[Records of labeled points]
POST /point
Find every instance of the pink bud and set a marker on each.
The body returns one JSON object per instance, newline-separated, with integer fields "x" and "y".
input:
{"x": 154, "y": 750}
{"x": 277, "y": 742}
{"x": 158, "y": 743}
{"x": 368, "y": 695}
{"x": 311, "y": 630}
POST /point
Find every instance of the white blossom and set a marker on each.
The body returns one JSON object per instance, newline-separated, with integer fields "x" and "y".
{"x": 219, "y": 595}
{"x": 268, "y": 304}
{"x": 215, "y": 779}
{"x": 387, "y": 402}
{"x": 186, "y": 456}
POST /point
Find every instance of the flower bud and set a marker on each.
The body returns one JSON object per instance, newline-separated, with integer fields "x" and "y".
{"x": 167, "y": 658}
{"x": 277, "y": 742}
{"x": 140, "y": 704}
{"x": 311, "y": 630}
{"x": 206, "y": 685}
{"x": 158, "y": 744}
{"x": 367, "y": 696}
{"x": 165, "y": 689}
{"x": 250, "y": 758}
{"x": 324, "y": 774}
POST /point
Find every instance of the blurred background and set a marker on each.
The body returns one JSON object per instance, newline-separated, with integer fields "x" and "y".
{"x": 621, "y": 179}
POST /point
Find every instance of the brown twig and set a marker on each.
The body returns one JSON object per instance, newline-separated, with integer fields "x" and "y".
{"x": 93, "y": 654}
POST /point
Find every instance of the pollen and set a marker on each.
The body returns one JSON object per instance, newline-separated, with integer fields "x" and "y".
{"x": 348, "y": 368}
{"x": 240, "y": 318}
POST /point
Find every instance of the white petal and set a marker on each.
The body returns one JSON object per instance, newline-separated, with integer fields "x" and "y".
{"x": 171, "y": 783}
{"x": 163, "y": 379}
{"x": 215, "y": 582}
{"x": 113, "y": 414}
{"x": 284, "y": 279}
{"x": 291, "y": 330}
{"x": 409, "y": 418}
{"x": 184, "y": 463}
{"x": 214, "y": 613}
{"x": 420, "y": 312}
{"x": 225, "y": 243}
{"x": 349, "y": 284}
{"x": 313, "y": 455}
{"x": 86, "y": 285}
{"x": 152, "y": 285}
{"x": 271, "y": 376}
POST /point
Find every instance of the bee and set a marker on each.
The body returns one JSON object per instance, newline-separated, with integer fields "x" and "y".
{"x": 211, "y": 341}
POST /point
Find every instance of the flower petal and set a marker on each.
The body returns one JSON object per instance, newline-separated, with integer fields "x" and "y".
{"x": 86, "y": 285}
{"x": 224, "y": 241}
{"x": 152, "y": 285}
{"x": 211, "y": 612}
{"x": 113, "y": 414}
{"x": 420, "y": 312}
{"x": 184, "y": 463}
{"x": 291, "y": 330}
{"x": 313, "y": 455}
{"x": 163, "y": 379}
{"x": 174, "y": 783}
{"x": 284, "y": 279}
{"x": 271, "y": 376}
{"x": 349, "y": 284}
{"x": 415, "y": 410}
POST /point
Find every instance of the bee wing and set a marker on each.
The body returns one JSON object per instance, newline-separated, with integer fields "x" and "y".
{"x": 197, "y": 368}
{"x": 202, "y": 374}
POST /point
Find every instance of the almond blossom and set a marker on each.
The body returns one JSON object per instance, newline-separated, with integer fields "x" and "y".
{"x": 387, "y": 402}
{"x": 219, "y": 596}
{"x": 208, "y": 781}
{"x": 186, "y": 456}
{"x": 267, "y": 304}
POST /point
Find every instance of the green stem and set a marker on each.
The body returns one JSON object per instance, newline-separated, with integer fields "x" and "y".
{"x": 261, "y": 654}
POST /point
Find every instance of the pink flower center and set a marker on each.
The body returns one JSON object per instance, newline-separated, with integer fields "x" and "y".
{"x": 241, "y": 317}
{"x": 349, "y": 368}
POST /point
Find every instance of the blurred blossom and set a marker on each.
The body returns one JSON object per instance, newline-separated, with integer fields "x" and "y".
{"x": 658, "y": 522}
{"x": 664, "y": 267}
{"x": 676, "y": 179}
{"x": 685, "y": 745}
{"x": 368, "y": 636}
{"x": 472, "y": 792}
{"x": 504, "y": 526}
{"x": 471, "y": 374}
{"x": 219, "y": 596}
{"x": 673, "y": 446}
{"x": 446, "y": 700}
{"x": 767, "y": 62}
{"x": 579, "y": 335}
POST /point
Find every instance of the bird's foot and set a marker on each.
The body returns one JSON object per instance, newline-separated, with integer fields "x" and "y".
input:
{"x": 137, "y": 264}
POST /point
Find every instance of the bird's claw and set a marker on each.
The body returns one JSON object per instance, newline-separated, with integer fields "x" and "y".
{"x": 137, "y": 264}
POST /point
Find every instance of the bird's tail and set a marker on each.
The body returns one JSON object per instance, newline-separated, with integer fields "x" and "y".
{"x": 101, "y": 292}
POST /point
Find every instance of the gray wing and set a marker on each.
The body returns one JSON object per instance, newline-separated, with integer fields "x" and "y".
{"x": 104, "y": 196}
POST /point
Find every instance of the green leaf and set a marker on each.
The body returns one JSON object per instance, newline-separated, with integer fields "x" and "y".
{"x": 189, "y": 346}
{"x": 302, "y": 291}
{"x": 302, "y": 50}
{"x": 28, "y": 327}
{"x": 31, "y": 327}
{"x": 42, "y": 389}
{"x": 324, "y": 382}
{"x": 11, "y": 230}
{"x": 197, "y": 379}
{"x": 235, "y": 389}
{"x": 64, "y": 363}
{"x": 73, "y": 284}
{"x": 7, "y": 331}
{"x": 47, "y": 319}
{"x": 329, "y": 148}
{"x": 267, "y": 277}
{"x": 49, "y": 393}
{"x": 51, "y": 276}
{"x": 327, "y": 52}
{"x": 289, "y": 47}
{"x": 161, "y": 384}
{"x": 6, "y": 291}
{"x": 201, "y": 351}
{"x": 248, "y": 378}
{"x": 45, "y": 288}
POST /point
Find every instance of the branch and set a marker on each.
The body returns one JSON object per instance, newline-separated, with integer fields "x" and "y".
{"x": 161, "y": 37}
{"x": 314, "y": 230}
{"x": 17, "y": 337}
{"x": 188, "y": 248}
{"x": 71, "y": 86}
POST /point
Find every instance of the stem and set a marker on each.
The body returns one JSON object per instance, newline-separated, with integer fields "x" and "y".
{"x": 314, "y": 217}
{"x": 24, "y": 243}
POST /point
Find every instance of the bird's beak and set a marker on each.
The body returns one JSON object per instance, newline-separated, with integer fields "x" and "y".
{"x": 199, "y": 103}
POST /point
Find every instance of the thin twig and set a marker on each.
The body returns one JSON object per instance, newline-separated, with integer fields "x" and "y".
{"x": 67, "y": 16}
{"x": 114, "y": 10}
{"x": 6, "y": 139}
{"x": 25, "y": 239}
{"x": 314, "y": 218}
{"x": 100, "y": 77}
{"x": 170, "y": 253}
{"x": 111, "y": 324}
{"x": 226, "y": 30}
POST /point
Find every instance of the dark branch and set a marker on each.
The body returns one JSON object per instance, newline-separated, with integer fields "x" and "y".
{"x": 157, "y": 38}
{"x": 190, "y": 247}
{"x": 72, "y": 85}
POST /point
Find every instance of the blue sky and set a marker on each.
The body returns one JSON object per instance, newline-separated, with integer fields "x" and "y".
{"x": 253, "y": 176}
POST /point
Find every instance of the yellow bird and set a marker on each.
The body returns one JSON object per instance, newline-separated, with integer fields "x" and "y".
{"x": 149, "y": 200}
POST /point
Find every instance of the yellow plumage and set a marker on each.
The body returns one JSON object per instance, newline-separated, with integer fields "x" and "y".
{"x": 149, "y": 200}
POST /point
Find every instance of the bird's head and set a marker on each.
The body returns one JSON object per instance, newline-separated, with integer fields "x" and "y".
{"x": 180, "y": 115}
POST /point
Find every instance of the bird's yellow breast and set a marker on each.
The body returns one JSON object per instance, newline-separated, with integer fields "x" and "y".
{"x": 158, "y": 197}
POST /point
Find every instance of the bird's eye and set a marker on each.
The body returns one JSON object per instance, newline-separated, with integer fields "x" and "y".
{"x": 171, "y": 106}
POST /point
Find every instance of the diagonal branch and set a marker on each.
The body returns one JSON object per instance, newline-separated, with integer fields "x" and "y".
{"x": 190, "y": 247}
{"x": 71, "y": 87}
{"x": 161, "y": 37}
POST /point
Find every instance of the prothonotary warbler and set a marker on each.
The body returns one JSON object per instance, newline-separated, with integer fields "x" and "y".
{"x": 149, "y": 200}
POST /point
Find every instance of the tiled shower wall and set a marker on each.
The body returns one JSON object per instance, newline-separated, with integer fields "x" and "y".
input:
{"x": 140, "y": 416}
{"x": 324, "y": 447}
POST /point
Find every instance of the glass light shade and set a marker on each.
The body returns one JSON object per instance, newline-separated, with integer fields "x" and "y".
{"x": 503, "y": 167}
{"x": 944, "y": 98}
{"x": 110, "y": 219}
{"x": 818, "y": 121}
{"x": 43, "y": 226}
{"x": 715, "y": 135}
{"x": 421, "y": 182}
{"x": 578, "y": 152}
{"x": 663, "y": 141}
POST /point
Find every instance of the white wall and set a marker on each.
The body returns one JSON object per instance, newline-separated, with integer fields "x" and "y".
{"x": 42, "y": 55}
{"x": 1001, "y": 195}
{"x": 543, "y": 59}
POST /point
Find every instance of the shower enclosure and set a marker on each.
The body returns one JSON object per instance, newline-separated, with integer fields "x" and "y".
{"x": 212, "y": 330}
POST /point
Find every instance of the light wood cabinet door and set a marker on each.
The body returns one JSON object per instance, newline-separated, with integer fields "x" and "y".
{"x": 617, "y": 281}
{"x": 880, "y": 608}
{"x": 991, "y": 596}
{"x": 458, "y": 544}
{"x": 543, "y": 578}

GIVEN TASK:
List each line of the records above that contains the string "wall".

THE OUTPUT:
Find every instance of the tiled shower wall and set a marker on each.
Find every instance of the white wall and set a marker on each.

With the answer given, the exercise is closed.